→ **Your goal**: Edit the listing from its first line through the line that has "point(712, 468)", replacing "camera-trap tally" with "wildlife survey" and leaving everything else unchanged. Return only those lines.

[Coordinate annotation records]
..............................

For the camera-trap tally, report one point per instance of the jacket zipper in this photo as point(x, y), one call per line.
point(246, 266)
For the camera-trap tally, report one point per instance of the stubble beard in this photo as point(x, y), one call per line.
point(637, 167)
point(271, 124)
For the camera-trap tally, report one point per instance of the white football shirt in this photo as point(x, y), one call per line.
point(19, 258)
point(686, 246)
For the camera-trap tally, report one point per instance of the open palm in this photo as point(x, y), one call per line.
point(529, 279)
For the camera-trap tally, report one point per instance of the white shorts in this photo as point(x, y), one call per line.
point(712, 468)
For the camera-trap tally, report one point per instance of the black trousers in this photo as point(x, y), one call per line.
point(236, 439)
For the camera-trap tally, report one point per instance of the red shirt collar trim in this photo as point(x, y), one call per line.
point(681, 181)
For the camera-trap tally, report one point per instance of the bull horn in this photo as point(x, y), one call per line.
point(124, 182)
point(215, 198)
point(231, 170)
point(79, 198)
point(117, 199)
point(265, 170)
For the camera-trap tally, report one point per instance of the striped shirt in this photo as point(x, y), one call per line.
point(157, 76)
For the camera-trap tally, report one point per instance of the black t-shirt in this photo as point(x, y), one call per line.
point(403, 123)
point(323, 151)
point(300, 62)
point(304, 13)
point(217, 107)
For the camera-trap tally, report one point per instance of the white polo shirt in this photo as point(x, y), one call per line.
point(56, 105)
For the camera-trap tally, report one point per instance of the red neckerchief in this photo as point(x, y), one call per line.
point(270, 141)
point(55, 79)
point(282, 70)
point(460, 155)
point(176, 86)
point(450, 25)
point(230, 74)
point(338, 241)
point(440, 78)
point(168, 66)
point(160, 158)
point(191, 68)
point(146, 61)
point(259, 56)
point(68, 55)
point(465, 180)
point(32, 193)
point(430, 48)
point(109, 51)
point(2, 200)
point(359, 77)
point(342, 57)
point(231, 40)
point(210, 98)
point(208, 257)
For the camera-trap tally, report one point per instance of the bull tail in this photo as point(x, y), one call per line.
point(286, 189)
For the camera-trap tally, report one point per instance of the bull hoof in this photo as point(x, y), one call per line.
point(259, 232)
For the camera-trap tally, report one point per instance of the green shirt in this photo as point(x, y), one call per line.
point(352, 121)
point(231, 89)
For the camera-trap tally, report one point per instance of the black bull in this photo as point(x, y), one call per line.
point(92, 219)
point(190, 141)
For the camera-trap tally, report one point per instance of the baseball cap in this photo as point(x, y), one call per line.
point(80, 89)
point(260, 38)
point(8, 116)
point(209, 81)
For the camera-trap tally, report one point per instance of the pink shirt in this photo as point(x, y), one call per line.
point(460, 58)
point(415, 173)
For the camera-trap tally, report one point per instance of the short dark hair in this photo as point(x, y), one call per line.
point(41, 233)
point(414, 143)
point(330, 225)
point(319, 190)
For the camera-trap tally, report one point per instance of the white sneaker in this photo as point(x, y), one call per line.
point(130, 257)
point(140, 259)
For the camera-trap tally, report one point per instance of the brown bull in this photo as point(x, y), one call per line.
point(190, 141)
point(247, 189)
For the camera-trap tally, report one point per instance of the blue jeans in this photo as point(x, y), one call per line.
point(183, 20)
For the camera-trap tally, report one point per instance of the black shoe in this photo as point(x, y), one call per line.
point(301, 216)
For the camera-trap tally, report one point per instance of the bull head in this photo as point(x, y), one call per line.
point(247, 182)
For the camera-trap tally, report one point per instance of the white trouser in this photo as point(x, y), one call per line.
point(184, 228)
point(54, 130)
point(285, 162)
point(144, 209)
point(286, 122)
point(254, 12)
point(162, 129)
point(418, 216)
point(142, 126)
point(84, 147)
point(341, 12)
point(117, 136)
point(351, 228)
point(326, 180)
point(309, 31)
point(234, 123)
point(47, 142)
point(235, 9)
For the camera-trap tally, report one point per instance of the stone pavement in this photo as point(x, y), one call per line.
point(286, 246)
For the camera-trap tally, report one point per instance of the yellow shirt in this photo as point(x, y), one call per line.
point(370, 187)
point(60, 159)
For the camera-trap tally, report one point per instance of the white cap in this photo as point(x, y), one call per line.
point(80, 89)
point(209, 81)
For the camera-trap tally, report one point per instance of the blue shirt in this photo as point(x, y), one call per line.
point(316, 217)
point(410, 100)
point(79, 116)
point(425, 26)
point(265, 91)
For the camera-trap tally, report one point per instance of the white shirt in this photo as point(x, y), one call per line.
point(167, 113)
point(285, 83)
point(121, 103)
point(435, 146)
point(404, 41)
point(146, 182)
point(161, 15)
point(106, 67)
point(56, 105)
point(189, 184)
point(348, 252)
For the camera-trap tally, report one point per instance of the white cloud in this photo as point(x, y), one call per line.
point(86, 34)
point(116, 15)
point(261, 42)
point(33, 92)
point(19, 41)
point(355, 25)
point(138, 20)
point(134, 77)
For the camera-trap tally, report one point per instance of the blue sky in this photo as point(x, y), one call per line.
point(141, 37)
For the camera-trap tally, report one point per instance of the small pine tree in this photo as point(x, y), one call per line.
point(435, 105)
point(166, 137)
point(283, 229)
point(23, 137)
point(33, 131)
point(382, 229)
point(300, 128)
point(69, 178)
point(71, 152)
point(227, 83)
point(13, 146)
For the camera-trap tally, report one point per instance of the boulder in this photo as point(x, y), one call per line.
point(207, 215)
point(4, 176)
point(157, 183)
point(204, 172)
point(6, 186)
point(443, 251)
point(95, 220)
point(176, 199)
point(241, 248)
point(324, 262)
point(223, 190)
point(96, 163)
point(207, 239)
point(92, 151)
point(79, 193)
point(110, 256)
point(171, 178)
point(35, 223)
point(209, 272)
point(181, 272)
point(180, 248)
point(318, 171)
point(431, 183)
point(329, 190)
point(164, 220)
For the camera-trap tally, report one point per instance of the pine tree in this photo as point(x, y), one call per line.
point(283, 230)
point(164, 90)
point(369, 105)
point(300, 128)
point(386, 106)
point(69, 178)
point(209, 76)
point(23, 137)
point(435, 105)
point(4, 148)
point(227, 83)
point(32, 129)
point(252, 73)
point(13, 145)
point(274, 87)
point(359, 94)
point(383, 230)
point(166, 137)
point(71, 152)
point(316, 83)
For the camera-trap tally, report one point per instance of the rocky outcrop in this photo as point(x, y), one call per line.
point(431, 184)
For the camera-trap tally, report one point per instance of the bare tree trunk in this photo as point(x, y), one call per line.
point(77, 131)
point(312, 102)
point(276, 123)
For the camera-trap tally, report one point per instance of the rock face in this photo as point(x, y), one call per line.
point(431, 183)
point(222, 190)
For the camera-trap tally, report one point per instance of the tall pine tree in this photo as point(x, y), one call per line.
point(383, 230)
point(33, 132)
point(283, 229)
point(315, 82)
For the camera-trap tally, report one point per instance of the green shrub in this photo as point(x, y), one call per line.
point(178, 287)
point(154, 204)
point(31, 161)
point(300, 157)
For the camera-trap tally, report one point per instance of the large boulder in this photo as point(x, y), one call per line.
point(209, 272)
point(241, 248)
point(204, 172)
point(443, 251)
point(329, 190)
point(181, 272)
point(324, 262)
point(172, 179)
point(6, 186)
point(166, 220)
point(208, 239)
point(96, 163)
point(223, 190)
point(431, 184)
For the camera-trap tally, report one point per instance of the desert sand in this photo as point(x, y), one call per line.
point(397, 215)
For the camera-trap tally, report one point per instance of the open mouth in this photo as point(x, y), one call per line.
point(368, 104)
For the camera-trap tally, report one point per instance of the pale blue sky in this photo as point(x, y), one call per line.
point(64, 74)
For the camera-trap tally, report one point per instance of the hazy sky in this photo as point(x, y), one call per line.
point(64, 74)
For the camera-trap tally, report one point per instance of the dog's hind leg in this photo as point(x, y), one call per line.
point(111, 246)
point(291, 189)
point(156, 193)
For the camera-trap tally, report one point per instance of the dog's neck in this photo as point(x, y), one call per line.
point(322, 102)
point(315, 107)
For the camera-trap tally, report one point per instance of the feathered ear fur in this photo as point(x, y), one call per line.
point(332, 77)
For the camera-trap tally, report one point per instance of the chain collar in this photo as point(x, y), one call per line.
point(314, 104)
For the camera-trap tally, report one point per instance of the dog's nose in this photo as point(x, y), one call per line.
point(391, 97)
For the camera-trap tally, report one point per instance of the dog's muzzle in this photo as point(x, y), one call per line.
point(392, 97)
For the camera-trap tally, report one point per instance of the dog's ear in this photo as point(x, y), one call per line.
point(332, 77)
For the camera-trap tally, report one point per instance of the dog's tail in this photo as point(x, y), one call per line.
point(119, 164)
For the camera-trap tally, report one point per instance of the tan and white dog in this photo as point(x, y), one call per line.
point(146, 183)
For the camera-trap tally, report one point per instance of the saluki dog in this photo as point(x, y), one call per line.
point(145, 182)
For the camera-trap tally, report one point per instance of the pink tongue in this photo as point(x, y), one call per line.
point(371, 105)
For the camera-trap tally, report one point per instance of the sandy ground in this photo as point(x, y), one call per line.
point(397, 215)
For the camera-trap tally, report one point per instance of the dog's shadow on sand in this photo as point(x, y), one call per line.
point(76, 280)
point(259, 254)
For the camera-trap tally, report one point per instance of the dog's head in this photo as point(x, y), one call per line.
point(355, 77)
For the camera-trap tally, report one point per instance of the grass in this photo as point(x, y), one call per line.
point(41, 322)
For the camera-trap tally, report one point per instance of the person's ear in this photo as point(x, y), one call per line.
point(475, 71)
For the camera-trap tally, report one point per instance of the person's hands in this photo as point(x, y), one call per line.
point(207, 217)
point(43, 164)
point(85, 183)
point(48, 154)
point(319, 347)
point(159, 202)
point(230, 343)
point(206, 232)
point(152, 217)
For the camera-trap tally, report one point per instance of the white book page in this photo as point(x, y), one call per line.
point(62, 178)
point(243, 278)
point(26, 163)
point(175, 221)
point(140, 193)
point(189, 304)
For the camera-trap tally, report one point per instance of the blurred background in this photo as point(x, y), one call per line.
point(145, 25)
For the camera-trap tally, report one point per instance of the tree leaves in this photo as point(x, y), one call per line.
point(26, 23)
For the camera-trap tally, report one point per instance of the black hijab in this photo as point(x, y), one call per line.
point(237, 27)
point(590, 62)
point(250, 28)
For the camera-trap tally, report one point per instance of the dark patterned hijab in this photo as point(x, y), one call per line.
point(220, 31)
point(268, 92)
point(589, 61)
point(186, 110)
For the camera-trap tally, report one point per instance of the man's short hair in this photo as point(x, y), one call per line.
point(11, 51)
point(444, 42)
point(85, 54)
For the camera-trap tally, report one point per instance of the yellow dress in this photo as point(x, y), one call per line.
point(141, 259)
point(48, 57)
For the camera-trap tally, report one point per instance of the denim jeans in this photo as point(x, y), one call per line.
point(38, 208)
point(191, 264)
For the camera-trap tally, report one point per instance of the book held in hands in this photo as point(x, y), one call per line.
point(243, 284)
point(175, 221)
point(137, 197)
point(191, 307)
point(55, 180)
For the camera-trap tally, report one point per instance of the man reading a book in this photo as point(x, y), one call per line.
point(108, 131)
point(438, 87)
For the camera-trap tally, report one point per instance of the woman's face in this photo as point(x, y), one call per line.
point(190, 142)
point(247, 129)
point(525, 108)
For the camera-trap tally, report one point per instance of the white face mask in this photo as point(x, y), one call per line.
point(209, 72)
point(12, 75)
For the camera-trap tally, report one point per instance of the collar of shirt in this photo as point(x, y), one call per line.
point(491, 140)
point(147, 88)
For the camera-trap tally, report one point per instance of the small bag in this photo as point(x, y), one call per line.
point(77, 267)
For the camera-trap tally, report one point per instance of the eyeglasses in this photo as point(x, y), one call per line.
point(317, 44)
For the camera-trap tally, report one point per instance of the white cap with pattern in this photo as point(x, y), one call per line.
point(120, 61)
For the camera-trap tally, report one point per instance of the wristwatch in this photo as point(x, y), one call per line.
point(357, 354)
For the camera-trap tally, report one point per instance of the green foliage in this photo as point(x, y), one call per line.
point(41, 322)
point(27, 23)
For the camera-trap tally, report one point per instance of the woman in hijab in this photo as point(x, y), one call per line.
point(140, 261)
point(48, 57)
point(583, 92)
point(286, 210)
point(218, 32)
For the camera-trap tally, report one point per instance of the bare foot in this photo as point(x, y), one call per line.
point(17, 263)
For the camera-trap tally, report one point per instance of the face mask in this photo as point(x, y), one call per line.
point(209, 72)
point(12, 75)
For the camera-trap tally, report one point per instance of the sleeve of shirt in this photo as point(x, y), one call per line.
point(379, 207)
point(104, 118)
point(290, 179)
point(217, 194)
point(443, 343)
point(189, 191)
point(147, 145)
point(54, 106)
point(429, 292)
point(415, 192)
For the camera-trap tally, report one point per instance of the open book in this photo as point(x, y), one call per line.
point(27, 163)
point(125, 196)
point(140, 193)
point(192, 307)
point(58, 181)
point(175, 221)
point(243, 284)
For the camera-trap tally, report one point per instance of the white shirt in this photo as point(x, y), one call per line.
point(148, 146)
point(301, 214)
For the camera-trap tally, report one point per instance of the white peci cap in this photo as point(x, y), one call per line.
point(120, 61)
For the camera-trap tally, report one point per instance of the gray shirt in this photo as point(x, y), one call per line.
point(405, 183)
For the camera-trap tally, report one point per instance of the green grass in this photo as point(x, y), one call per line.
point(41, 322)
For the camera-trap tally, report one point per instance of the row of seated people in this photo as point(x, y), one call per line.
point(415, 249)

..............................

→ **Complete output**:
For the wildlife survey, report one point per instance of the jacket zipper in this photo as point(x, y), one call per line.
point(246, 266)
For the wildlife survey, report one point per instance of the stubble beard in this photo as point(x, y), one call per line.
point(637, 167)
point(271, 124)
For the wildlife survey, report one point per instance of the white football shirt in this photo as point(x, y), one call per line.
point(19, 258)
point(686, 246)
For the wildlife survey, report one point per instance of the open palm in this photo as point(x, y), one call per line.
point(529, 279)
For the wildlife survey, report one point per instance of the white shorts in this photo as point(x, y), one call per line.
point(712, 468)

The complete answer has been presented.